_DATA SHOWN:_
○ ○ ○

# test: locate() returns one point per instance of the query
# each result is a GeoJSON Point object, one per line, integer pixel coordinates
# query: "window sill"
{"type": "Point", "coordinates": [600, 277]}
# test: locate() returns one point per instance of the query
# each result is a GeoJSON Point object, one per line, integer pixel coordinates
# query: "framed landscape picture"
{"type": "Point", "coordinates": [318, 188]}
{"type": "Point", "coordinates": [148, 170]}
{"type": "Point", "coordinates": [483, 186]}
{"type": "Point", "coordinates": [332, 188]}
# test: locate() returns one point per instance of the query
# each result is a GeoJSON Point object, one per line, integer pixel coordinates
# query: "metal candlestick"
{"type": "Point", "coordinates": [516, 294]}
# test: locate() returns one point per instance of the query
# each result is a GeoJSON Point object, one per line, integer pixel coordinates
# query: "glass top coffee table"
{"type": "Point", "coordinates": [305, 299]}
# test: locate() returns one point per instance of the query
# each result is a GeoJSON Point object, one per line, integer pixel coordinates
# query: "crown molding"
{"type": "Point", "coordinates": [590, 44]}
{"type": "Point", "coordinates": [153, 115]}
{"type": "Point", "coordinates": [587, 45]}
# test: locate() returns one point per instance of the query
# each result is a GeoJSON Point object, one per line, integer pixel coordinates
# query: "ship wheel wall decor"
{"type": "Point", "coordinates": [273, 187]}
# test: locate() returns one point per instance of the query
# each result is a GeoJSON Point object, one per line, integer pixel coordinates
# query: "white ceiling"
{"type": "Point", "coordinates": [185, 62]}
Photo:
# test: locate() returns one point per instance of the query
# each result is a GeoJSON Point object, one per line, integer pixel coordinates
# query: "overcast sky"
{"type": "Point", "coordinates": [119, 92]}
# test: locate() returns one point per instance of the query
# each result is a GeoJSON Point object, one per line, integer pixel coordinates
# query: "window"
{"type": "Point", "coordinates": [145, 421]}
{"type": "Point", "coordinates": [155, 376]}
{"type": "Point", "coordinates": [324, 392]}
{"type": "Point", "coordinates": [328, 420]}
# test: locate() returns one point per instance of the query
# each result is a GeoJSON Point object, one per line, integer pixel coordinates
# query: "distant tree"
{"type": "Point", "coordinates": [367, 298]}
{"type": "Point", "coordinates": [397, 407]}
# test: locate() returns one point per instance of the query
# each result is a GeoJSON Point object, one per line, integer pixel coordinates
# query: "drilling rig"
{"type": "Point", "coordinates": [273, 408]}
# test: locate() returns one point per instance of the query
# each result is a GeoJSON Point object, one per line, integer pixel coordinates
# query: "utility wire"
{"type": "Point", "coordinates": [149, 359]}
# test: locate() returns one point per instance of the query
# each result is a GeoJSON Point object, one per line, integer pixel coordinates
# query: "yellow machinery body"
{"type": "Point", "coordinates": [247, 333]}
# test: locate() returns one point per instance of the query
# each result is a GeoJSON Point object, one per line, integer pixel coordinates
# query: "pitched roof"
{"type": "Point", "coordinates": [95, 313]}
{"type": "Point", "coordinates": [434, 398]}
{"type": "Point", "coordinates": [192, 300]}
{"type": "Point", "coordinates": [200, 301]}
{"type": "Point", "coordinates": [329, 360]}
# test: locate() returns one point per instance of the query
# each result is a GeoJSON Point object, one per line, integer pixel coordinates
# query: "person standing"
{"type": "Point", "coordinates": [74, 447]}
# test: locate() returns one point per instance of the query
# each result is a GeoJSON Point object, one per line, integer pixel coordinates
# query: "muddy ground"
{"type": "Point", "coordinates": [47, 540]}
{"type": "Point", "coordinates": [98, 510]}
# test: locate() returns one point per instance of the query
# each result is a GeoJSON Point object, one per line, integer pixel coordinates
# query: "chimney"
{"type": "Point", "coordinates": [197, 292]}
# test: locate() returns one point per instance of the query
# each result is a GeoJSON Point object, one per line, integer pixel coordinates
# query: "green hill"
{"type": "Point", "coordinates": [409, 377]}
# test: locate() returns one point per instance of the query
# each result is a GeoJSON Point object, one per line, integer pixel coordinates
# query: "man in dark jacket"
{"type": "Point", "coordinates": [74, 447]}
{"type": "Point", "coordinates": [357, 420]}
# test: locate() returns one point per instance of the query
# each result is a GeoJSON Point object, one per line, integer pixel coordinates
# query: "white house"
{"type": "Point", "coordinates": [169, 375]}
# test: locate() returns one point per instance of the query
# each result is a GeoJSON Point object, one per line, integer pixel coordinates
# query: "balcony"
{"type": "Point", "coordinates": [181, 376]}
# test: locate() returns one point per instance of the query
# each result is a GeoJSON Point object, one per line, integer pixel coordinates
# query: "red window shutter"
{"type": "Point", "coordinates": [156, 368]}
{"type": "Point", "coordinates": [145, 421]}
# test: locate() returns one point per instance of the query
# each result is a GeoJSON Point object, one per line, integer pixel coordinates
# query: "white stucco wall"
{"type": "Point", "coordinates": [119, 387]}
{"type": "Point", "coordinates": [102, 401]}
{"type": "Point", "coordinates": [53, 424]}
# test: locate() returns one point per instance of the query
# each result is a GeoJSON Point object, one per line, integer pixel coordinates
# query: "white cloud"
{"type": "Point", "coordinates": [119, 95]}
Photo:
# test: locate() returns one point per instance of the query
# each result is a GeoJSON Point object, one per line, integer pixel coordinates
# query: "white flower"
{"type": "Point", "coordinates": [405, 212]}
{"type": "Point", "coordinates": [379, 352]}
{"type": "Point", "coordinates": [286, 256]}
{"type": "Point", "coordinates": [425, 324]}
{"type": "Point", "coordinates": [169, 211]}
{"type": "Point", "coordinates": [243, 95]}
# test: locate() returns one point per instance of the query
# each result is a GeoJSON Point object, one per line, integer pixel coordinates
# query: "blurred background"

○ ○ ○

_YOUR INSTRUCTIONS:_
Repeat the listing above exactly, every line of it.

_EXPECTED ANSWER:_
# test: locate() returns one point per instance of the query
# each result is a GeoJSON Point object, one per line, integer pixel coordinates
# query: "window sill"
{"type": "Point", "coordinates": [600, 277]}
# test: locate() returns one point per instance of the query
# each result is a GeoJSON Point object, one per line, integer pixel coordinates
# query: "framed landscape picture"
{"type": "Point", "coordinates": [318, 188]}
{"type": "Point", "coordinates": [148, 170]}
{"type": "Point", "coordinates": [483, 186]}
{"type": "Point", "coordinates": [332, 188]}
# test: locate() returns one point per instance of the query
# each result is a GeoJSON Point object, one per line, integer pixel coordinates
# query: "metal candlestick"
{"type": "Point", "coordinates": [516, 294]}
# test: locate() returns one point per instance of the query
# each result is a GeoJSON Point object, one per line, integer pixel coordinates
# query: "glass top coffee table"
{"type": "Point", "coordinates": [305, 299]}
# test: locate() returns one point per instance of the query
# each result is a GeoJSON Point object, one per line, integer pixel coordinates
# query: "crown molding"
{"type": "Point", "coordinates": [590, 44]}
{"type": "Point", "coordinates": [153, 115]}
{"type": "Point", "coordinates": [587, 45]}
# test: locate() returns one point per instance of the query
# each result is a GeoJSON Point object, one per line, integer pixel coordinates
# query: "ship wheel wall decor"
{"type": "Point", "coordinates": [273, 187]}
# test: locate() returns one point per instance of the query
# each result is a GeoJSON Point object, one per line, integer pixel coordinates
# query: "white ceiling"
{"type": "Point", "coordinates": [185, 62]}
Photo:
# test: locate() returns one point per instance of the query
# each result is a GeoJSON Point object, one per line, integer pixel coordinates
# query: "overcast sky"
{"type": "Point", "coordinates": [119, 92]}
# test: locate() returns one point per instance of the query
# each result is a GeoJSON Point object, one per line, integer pixel coordinates
# query: "window"
{"type": "Point", "coordinates": [145, 421]}
{"type": "Point", "coordinates": [155, 376]}
{"type": "Point", "coordinates": [324, 392]}
{"type": "Point", "coordinates": [328, 420]}
# test: locate() returns one point per instance of the query
# each result is a GeoJSON Point object, one per line, integer pixel coordinates
# query: "distant tree"
{"type": "Point", "coordinates": [367, 298]}
{"type": "Point", "coordinates": [397, 407]}
# test: locate() returns one point per instance of the query
# each result is a GeoJSON Point object, one per line, integer pixel coordinates
# query: "drilling rig"
{"type": "Point", "coordinates": [273, 408]}
# test: locate() returns one point per instance of the query
# each result is a GeoJSON Point object, one per line, integer pixel coordinates
# query: "utility wire"
{"type": "Point", "coordinates": [149, 359]}
# test: locate() returns one point per instance of the query
# each result is a GeoJSON Point object, one per line, integer pixel coordinates
# query: "yellow machinery body"
{"type": "Point", "coordinates": [247, 333]}
# test: locate() returns one point per instance of the query
# each result is a GeoJSON Point object, one per line, integer pixel coordinates
# query: "pitched roof"
{"type": "Point", "coordinates": [95, 313]}
{"type": "Point", "coordinates": [434, 398]}
{"type": "Point", "coordinates": [192, 300]}
{"type": "Point", "coordinates": [200, 301]}
{"type": "Point", "coordinates": [329, 360]}
# test: locate() returns one point per instance of the query
# each result is a GeoJSON Point object, one per line, integer pixel coordinates
# query: "person standing"
{"type": "Point", "coordinates": [74, 447]}
# test: locate() returns one point per instance of the query
# each result is a GeoJSON Point object, one per line, integer pixel coordinates
# query: "muddy ground"
{"type": "Point", "coordinates": [47, 540]}
{"type": "Point", "coordinates": [98, 510]}
# test: locate() returns one point per instance of the query
# each result is a GeoJSON Point object, one per line, integer pixel coordinates
# query: "chimney"
{"type": "Point", "coordinates": [197, 292]}
# test: locate() returns one point per instance of the query
# each result is a GeoJSON Point object, one per line, integer pixel coordinates
# query: "green hill"
{"type": "Point", "coordinates": [409, 377]}
# test: locate() returns one point per instance of the query
# each result is a GeoJSON Point object, one per line, integer pixel coordinates
# query: "man in dark jacket"
{"type": "Point", "coordinates": [74, 447]}
{"type": "Point", "coordinates": [357, 420]}
# test: locate() returns one point per instance of the query
# each result is a GeoJSON Point object, one per line, integer pixel coordinates
# query: "white house"
{"type": "Point", "coordinates": [169, 375]}
# test: locate() returns one point per instance of the query
# each result is a GeoJSON Point object, one per line, integer pixel coordinates
# query: "balcony"
{"type": "Point", "coordinates": [181, 376]}
# test: locate() returns one point per instance of the query
# each result is a GeoJSON Point object, one per line, integer pixel coordinates
# query: "red window shutter"
{"type": "Point", "coordinates": [156, 368]}
{"type": "Point", "coordinates": [145, 421]}
# test: locate() returns one point per instance of the query
# each result is a GeoJSON Point object, one per line, integer pixel coordinates
# query: "white stucco wall"
{"type": "Point", "coordinates": [119, 387]}
{"type": "Point", "coordinates": [102, 401]}
{"type": "Point", "coordinates": [53, 424]}
# test: locate() returns one point per instance of the query
# each result is a GeoJSON Point object, one per line, integer pixel coordinates
# query: "white cloud"
{"type": "Point", "coordinates": [119, 95]}
Photo:
# test: locate() returns one point per instance of the query
# each result is a GeoJSON Point object, one per line, integer pixel coordinates
# query: "white flower"
{"type": "Point", "coordinates": [405, 212]}
{"type": "Point", "coordinates": [379, 352]}
{"type": "Point", "coordinates": [286, 256]}
{"type": "Point", "coordinates": [425, 324]}
{"type": "Point", "coordinates": [169, 211]}
{"type": "Point", "coordinates": [243, 95]}
# test: locate() returns one point per instance of the query
# each result is a GeoJSON Point object, one per line, integer pixel coordinates
# query: "blurred background"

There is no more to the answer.